═════ THE INPUT
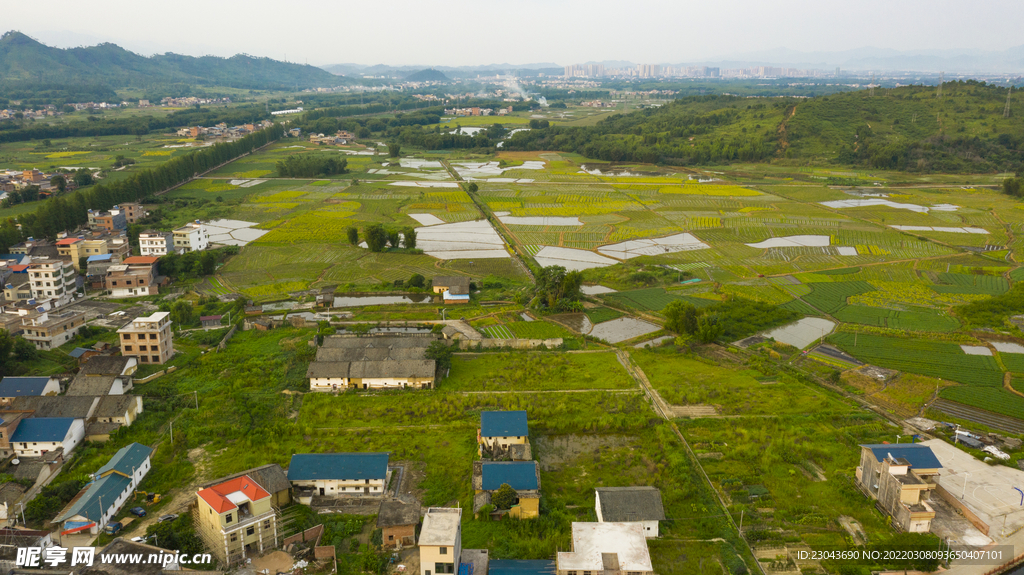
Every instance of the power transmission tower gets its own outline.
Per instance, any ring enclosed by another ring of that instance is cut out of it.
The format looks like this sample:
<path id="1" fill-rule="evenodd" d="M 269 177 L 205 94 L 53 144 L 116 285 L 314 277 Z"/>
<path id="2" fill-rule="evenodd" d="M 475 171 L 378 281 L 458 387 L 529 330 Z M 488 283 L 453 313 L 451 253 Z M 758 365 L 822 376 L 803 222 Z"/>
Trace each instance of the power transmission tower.
<path id="1" fill-rule="evenodd" d="M 942 84 L 946 81 L 946 73 L 939 72 L 939 89 L 935 92 L 936 98 L 942 97 Z"/>
<path id="2" fill-rule="evenodd" d="M 1006 92 L 1006 107 L 1003 108 L 1003 117 L 1010 117 L 1010 95 L 1013 94 L 1013 86 L 1010 86 L 1009 91 Z"/>
<path id="3" fill-rule="evenodd" d="M 875 73 L 871 73 L 871 84 L 868 86 L 868 95 L 871 97 L 875 96 Z"/>

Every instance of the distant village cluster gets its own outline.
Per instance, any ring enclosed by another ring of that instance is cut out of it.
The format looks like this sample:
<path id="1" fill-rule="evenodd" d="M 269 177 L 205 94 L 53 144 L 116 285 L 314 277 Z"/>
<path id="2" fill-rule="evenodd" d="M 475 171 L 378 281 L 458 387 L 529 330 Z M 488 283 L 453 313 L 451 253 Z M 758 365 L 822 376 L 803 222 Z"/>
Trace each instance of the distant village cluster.
<path id="1" fill-rule="evenodd" d="M 480 108 L 478 106 L 473 106 L 470 108 L 445 108 L 444 110 L 445 116 L 504 116 L 506 114 L 511 113 L 512 106 L 509 106 L 507 108 L 498 108 L 497 111 L 495 111 L 492 108 Z"/>
<path id="2" fill-rule="evenodd" d="M 221 122 L 212 127 L 204 126 L 190 126 L 187 128 L 181 128 L 175 134 L 182 138 L 228 138 L 237 139 L 248 134 L 251 134 L 257 130 L 268 128 L 274 125 L 270 120 L 263 120 L 259 123 L 242 124 L 240 126 L 228 126 L 226 123 Z"/>

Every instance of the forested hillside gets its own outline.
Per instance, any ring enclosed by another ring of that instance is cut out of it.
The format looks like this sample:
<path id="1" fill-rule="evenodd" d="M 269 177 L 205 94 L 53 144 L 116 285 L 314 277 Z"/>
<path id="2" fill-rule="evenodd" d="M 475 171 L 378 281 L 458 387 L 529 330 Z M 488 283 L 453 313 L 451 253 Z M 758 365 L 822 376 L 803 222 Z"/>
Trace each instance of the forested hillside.
<path id="1" fill-rule="evenodd" d="M 788 160 L 920 172 L 1016 170 L 1024 103 L 983 82 L 947 82 L 819 98 L 697 96 L 596 126 L 516 134 L 511 150 L 555 149 L 609 161 L 715 164 Z"/>
<path id="2" fill-rule="evenodd" d="M 194 58 L 179 54 L 144 57 L 116 44 L 60 49 L 11 31 L 0 37 L 0 87 L 24 91 L 38 86 L 86 83 L 121 88 L 186 82 L 236 88 L 337 86 L 345 80 L 315 66 L 236 55 Z M 102 91 L 100 91 L 102 93 Z"/>

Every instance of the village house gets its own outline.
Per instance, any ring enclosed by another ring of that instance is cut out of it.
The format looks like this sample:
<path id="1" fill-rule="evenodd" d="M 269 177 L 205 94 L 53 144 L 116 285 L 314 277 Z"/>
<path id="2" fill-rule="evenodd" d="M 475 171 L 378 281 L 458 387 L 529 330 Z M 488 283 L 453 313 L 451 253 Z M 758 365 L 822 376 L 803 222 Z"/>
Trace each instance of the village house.
<path id="1" fill-rule="evenodd" d="M 657 537 L 659 522 L 665 520 L 661 490 L 657 487 L 598 487 L 594 508 L 600 523 L 639 522 L 644 537 Z"/>
<path id="2" fill-rule="evenodd" d="M 446 304 L 469 303 L 469 278 L 465 276 L 437 276 L 431 281 L 431 290 L 441 294 Z"/>
<path id="3" fill-rule="evenodd" d="M 328 336 L 309 364 L 312 391 L 430 389 L 437 362 L 426 359 L 433 336 Z"/>
<path id="4" fill-rule="evenodd" d="M 462 558 L 462 509 L 430 507 L 420 529 L 420 575 L 455 573 Z"/>
<path id="5" fill-rule="evenodd" d="M 30 417 L 23 419 L 11 435 L 15 457 L 42 457 L 61 450 L 71 455 L 85 438 L 85 422 L 70 417 Z"/>
<path id="6" fill-rule="evenodd" d="M 28 267 L 32 297 L 53 299 L 54 305 L 71 303 L 77 289 L 77 273 L 70 262 L 62 260 L 32 262 Z"/>
<path id="7" fill-rule="evenodd" d="M 530 430 L 525 411 L 484 411 L 476 442 L 481 456 L 491 459 L 529 461 Z"/>
<path id="8" fill-rule="evenodd" d="M 129 224 L 134 224 L 135 222 L 145 218 L 147 215 L 142 204 L 137 202 L 126 202 L 114 207 L 124 212 L 124 219 Z"/>
<path id="9" fill-rule="evenodd" d="M 502 485 L 516 491 L 516 500 L 508 510 L 510 517 L 540 516 L 540 468 L 536 461 L 474 461 L 473 513 L 490 505 L 494 492 Z"/>
<path id="10" fill-rule="evenodd" d="M 42 312 L 21 318 L 21 337 L 36 349 L 53 349 L 71 341 L 85 325 L 85 312 Z"/>
<path id="11" fill-rule="evenodd" d="M 572 524 L 572 551 L 555 554 L 558 575 L 654 575 L 640 523 Z"/>
<path id="12" fill-rule="evenodd" d="M 99 228 L 107 232 L 116 232 L 128 228 L 128 220 L 124 211 L 111 209 L 110 211 L 89 210 L 88 224 L 90 228 Z"/>
<path id="13" fill-rule="evenodd" d="M 174 234 L 146 230 L 139 234 L 139 252 L 143 256 L 166 256 L 174 251 Z"/>
<path id="14" fill-rule="evenodd" d="M 418 501 L 385 499 L 377 511 L 377 528 L 385 547 L 416 545 L 416 525 L 420 522 Z"/>
<path id="15" fill-rule="evenodd" d="M 210 247 L 210 232 L 196 220 L 174 230 L 174 249 L 179 253 L 201 252 Z"/>
<path id="16" fill-rule="evenodd" d="M 384 495 L 387 478 L 387 453 L 296 453 L 288 464 L 288 481 L 300 502 L 315 496 Z"/>
<path id="17" fill-rule="evenodd" d="M 274 507 L 284 507 L 292 502 L 292 484 L 288 481 L 288 473 L 276 463 L 268 463 L 252 469 L 246 469 L 238 473 L 215 479 L 199 486 L 200 489 L 213 487 L 218 483 L 238 479 L 244 475 L 256 481 L 256 484 L 270 494 L 270 504 Z"/>
<path id="18" fill-rule="evenodd" d="M 11 377 L 0 379 L 0 405 L 11 405 L 15 398 L 60 393 L 60 380 L 56 377 Z"/>
<path id="19" fill-rule="evenodd" d="M 13 277 L 13 276 L 12 276 Z M 4 302 L 19 302 L 32 299 L 32 284 L 28 277 L 11 279 L 4 284 Z"/>
<path id="20" fill-rule="evenodd" d="M 14 455 L 11 436 L 18 430 L 18 424 L 31 415 L 31 411 L 0 411 L 0 457 L 6 459 Z"/>
<path id="21" fill-rule="evenodd" d="M 150 266 L 112 265 L 107 268 L 105 283 L 104 287 L 114 297 L 136 297 L 160 293 L 160 288 L 156 285 L 153 276 L 153 268 Z"/>
<path id="22" fill-rule="evenodd" d="M 196 532 L 221 563 L 234 565 L 277 547 L 270 493 L 248 475 L 196 493 Z"/>
<path id="23" fill-rule="evenodd" d="M 135 490 L 152 468 L 153 449 L 141 443 L 131 443 L 119 449 L 113 457 L 93 475 L 93 481 L 72 499 L 54 523 L 62 523 L 61 535 L 88 531 L 99 534 L 107 522 L 135 495 Z"/>
<path id="24" fill-rule="evenodd" d="M 903 531 L 927 533 L 935 509 L 928 503 L 942 464 L 927 445 L 861 445 L 857 483 Z"/>
<path id="25" fill-rule="evenodd" d="M 171 314 L 158 311 L 148 317 L 137 317 L 117 330 L 121 354 L 135 356 L 139 363 L 162 364 L 174 356 L 174 335 Z"/>

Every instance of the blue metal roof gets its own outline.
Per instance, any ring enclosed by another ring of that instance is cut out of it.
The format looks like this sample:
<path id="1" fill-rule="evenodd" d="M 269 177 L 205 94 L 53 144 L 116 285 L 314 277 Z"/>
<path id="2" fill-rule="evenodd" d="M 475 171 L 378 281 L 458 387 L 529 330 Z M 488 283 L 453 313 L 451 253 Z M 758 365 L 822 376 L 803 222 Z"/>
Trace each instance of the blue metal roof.
<path id="1" fill-rule="evenodd" d="M 112 255 L 113 254 L 97 254 L 97 255 L 94 255 L 94 256 L 89 256 L 88 259 L 86 259 L 85 261 L 86 261 L 86 263 L 109 262 Z"/>
<path id="2" fill-rule="evenodd" d="M 488 575 L 555 575 L 555 562 L 523 559 L 491 559 Z"/>
<path id="3" fill-rule="evenodd" d="M 54 521 L 60 522 L 81 515 L 90 521 L 100 523 L 103 507 L 110 509 L 111 505 L 117 501 L 118 496 L 131 485 L 131 482 L 131 479 L 117 474 L 94 481 L 86 488 L 85 494 L 79 497 L 64 513 L 57 516 Z M 103 500 L 106 500 L 106 503 L 101 507 Z"/>
<path id="4" fill-rule="evenodd" d="M 384 479 L 387 474 L 387 453 L 296 453 L 288 464 L 288 481 Z"/>
<path id="5" fill-rule="evenodd" d="M 502 483 L 516 491 L 539 489 L 536 461 L 485 461 L 482 467 L 484 491 L 494 491 Z"/>
<path id="6" fill-rule="evenodd" d="M 0 397 L 42 395 L 49 377 L 5 377 L 0 380 Z"/>
<path id="7" fill-rule="evenodd" d="M 73 417 L 30 417 L 21 420 L 11 436 L 11 443 L 64 441 L 74 423 Z"/>
<path id="8" fill-rule="evenodd" d="M 523 437 L 530 435 L 525 411 L 484 411 L 480 414 L 483 437 Z"/>
<path id="9" fill-rule="evenodd" d="M 935 457 L 935 454 L 932 453 L 932 448 L 920 443 L 872 443 L 861 445 L 861 447 L 870 449 L 871 453 L 875 455 L 875 461 L 882 461 L 889 454 L 892 454 L 893 457 L 909 461 L 912 468 L 940 469 L 942 467 L 942 464 L 939 463 L 939 458 Z"/>
<path id="10" fill-rule="evenodd" d="M 75 359 L 78 359 L 78 358 L 82 357 L 82 355 L 85 352 L 87 352 L 87 351 L 91 351 L 91 350 L 89 350 L 88 348 L 84 348 L 84 347 L 76 347 L 75 349 L 71 350 L 71 353 L 69 353 L 68 355 L 70 355 L 71 357 L 73 357 Z"/>
<path id="11" fill-rule="evenodd" d="M 131 476 L 151 453 L 153 453 L 153 449 L 141 443 L 126 445 L 117 450 L 117 453 L 110 458 L 106 465 L 100 467 L 96 474 L 102 476 L 110 471 L 117 471 L 123 475 Z"/>

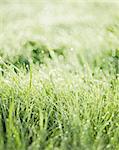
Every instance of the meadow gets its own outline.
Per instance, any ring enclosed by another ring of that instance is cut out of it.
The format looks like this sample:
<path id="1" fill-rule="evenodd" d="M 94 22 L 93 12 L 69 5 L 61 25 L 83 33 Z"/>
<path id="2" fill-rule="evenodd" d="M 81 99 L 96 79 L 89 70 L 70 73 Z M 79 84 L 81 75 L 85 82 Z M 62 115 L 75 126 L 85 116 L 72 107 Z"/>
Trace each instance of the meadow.
<path id="1" fill-rule="evenodd" d="M 0 0 L 0 150 L 119 150 L 118 10 Z"/>

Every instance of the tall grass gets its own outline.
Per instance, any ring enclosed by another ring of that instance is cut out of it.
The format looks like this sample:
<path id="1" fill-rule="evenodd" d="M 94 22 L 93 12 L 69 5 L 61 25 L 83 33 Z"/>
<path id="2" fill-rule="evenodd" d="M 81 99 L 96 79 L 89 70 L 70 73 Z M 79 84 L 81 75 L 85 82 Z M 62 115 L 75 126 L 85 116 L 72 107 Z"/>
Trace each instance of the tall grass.
<path id="1" fill-rule="evenodd" d="M 118 150 L 118 3 L 0 4 L 0 150 Z"/>

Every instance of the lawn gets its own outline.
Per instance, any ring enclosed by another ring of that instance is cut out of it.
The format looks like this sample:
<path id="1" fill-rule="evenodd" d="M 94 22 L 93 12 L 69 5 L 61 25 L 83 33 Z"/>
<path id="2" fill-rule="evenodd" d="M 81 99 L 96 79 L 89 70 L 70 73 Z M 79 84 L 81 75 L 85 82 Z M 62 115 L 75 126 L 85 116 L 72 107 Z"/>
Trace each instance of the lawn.
<path id="1" fill-rule="evenodd" d="M 119 150 L 118 10 L 0 0 L 0 150 Z"/>

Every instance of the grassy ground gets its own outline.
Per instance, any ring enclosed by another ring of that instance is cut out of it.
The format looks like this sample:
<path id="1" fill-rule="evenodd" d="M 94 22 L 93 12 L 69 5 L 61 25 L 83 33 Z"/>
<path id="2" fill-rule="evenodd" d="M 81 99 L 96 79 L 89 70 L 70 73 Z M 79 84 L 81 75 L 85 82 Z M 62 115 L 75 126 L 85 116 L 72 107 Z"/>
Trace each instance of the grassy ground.
<path id="1" fill-rule="evenodd" d="M 119 150 L 118 9 L 0 0 L 0 150 Z"/>

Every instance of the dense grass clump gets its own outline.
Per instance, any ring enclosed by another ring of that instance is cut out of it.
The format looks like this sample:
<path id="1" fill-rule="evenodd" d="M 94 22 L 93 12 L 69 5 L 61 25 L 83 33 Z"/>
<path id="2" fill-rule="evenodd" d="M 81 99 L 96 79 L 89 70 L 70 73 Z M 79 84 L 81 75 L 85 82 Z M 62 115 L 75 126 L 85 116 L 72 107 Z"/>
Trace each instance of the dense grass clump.
<path id="1" fill-rule="evenodd" d="M 94 68 L 99 67 L 103 72 L 118 78 L 119 74 L 119 50 L 108 50 L 101 53 L 93 60 Z"/>
<path id="2" fill-rule="evenodd" d="M 0 150 L 119 149 L 118 10 L 0 0 Z"/>
<path id="3" fill-rule="evenodd" d="M 30 86 L 33 78 L 37 85 Z M 119 148 L 118 81 L 112 88 L 85 78 L 75 90 L 72 81 L 61 85 L 33 78 L 13 73 L 1 80 L 1 148 Z"/>

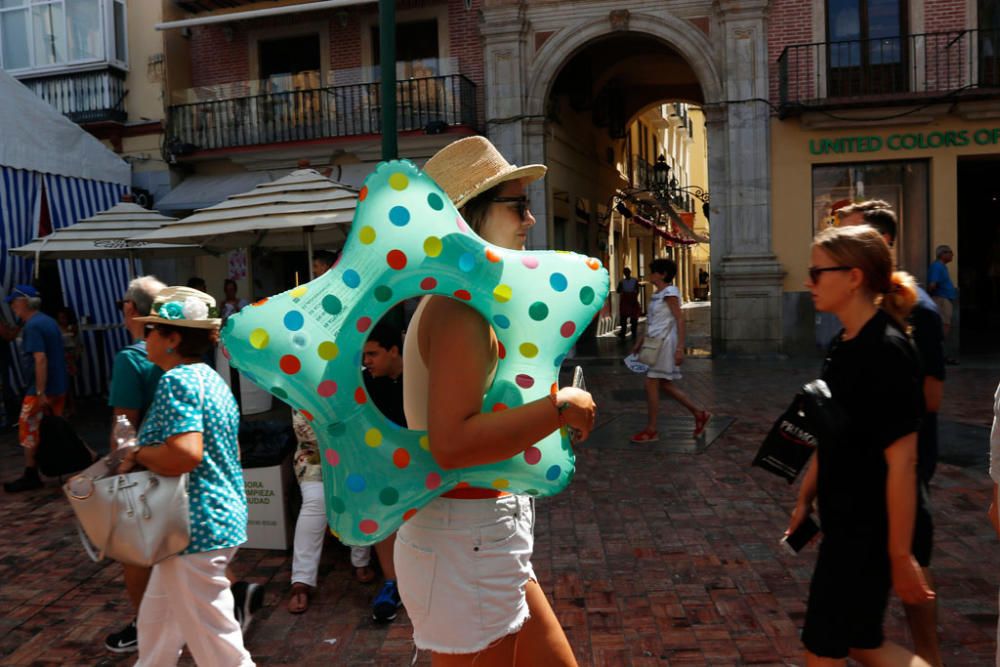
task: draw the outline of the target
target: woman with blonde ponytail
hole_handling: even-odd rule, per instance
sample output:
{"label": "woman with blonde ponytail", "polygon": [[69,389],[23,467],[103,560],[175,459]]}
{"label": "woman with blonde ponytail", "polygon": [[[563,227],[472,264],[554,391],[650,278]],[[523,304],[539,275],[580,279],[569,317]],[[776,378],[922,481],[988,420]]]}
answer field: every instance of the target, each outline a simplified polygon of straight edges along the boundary
{"label": "woman with blonde ponytail", "polygon": [[889,247],[867,226],[815,238],[806,287],[820,312],[836,315],[823,380],[846,415],[835,441],[819,444],[788,531],[818,499],[823,541],[809,588],[802,641],[806,664],[926,666],[885,641],[894,587],[904,601],[934,598],[913,557],[921,371],[904,329],[917,300],[913,278],[892,271]]}

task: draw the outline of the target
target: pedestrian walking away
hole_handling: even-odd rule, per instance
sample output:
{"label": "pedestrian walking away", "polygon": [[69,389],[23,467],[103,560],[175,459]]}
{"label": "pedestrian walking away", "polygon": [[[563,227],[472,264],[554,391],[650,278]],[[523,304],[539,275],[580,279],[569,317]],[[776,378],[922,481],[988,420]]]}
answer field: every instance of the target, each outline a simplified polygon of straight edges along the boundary
{"label": "pedestrian walking away", "polygon": [[21,403],[18,441],[24,448],[24,474],[4,482],[7,493],[41,488],[35,451],[38,430],[46,414],[61,415],[66,405],[69,377],[62,331],[56,321],[41,312],[42,295],[31,285],[17,285],[7,295],[14,315],[24,323],[21,329],[21,370],[28,388]]}
{"label": "pedestrian walking away", "polygon": [[692,401],[676,384],[682,377],[680,367],[684,363],[684,316],[680,290],[673,284],[676,276],[677,264],[672,259],[654,259],[649,265],[649,281],[656,291],[649,300],[646,332],[635,342],[632,352],[638,354],[643,344],[651,341],[657,341],[659,348],[656,361],[646,371],[646,428],[633,435],[632,442],[660,439],[657,423],[660,389],[694,417],[694,437],[702,435],[712,418],[712,413]]}
{"label": "pedestrian walking away", "polygon": [[[535,224],[525,188],[544,175],[544,166],[515,167],[485,138],[470,137],[438,151],[424,171],[483,239],[524,248]],[[446,469],[509,459],[560,426],[579,430],[580,441],[593,428],[594,402],[573,387],[483,413],[497,338],[478,312],[458,301],[421,301],[403,359],[407,424],[427,429],[431,454]],[[399,529],[399,592],[414,643],[432,651],[432,664],[576,664],[531,566],[533,524],[528,498],[460,488],[431,501]]]}
{"label": "pedestrian walking away", "polygon": [[191,542],[153,566],[139,607],[139,667],[177,664],[187,645],[200,665],[253,665],[243,646],[226,567],[247,539],[247,501],[240,467],[239,409],[218,373],[201,363],[218,342],[215,299],[168,287],[151,314],[150,361],[164,374],[139,431],[138,447],[119,472],[143,466],[188,474]]}
{"label": "pedestrian walking away", "polygon": [[[886,641],[889,589],[907,604],[934,593],[913,557],[917,429],[924,410],[920,362],[903,329],[913,279],[893,273],[882,236],[830,228],[813,242],[809,288],[817,311],[843,323],[822,377],[844,414],[818,443],[786,534],[818,499],[823,539],[809,587],[802,641],[807,665],[928,663]],[[881,304],[881,307],[877,305]]]}
{"label": "pedestrian walking away", "polygon": [[632,277],[632,269],[627,266],[622,269],[622,274],[625,277],[618,281],[618,289],[616,290],[618,292],[618,322],[621,324],[618,335],[624,338],[628,324],[631,323],[632,337],[635,338],[639,334],[639,281]]}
══════════
* _WORK REQUIRED_
Using the entries shown above, reproduce verbatim the lines from the line bearing "Every instance of the tall" to the line bearing "Every instance of the lawn", inclusive.

* _SOLUTION TO THIS TASK_
Every instance of the tall grass gets its own outline.
Per instance, any ring enclosed by another ring of that instance is cut out of it.
The format looks like this sample:
<path id="1" fill-rule="evenodd" d="M 94 22 L 93 12 L 69 5 L 61 25 L 83 33 Z"/>
<path id="2" fill-rule="evenodd" d="M 81 99 L 96 79 L 89 70 L 70 73 Z M 79 84 L 81 75 L 85 82 Z M 62 115 L 75 126 L 85 116 L 72 107 Z"/>
Trace each instance of the tall grass.
<path id="1" fill-rule="evenodd" d="M 118 150 L 118 3 L 0 4 L 0 150 Z"/>

Every instance of the lawn gets its own outline.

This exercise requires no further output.